Print the line containing "</instance>" and every later line of the records. Keep each one exactly as given, ending with the last.

[Start of section]

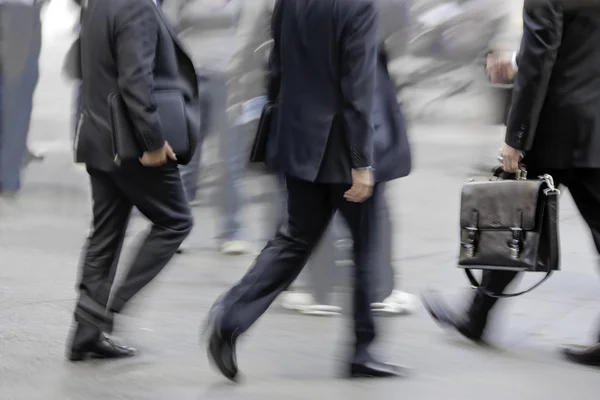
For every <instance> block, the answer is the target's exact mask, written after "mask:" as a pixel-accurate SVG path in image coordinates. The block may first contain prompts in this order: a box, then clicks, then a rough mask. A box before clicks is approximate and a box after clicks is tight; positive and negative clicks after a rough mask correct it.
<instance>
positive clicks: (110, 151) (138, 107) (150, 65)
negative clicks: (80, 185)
mask: <svg viewBox="0 0 600 400" xmlns="http://www.w3.org/2000/svg"><path fill="white" fill-rule="evenodd" d="M83 4H84V7H83V9H82V18H81V25H82V29H81V51H80V53H81V71H82V76H83V79H82V84H83V86H82V112H81V118H80V121H79V127H78V129H77V137H76V140H75V149H76V159H77V162H83V163H85V164H87V165H88V166H89V167H92V168H97V169H102V170H112V169H114V168H116V166H115V164H114V163H113V156H114V154H113V150H112V142H111V129H110V124H109V113H108V103H107V98H108V96H109V94H111V93H113V92H120V93H121V95H122V96H123V98H124V100H125V103H126V105H127V107H128V109H129V112H130V115H131V119H132V121H133V124H134V126H135V127H136V130H137V133H138V136H139V139H140V144H141V145H142V147H143V149H144V150H145V151H153V150H157V149H159V148H160V147H162V146H163V144H164V135H163V129H168V127H165V126H162V125H161V121H160V119H159V117H158V114H157V112H156V103H155V101H154V92H155V91H156V90H171V89H176V90H180V91H181V92H182V93H183V95H184V99H185V101H186V105H187V110H186V111H187V115H188V125H189V129H191V130H192V133H193V135H192V136H193V137H196V138H197V137H198V136H199V129H200V107H199V102H198V84H197V81H196V74H195V71H194V65H193V64H192V62H191V60H190V59H189V57H188V56H187V55H186V54H185V52H184V51H183V50H182V48H181V46H180V45H179V43H178V41H177V38H176V36H175V34H174V32H173V31H172V30H171V28H170V26H169V25H168V24H167V23H166V22H165V20H164V18H163V16H162V13H161V11H160V10H159V8H158V7H157V6H156V5H155V4H154V3H153V1H152V0H88V2H87V4H86V3H85V2H84V3H83ZM177 156H178V158H180V159H182V160H184V159H186V158H189V157H191V154H190V155H184V154H178V155H177Z"/></svg>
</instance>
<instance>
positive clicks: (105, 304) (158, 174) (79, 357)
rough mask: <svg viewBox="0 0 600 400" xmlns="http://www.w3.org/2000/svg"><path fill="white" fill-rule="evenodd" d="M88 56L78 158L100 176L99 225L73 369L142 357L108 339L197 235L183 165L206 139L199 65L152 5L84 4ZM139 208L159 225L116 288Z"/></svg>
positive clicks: (155, 4)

[End of section]

■ Response area ■
</instance>
<instance>
positive clicks: (105, 304) (158, 174) (79, 357)
rough mask: <svg viewBox="0 0 600 400" xmlns="http://www.w3.org/2000/svg"><path fill="white" fill-rule="evenodd" d="M88 56L78 158L100 176L99 225L73 369L142 357L108 339L197 235L183 165L206 139L199 65L152 5L84 4ZM139 208L159 225L116 288Z"/></svg>
positive clicks: (155, 4)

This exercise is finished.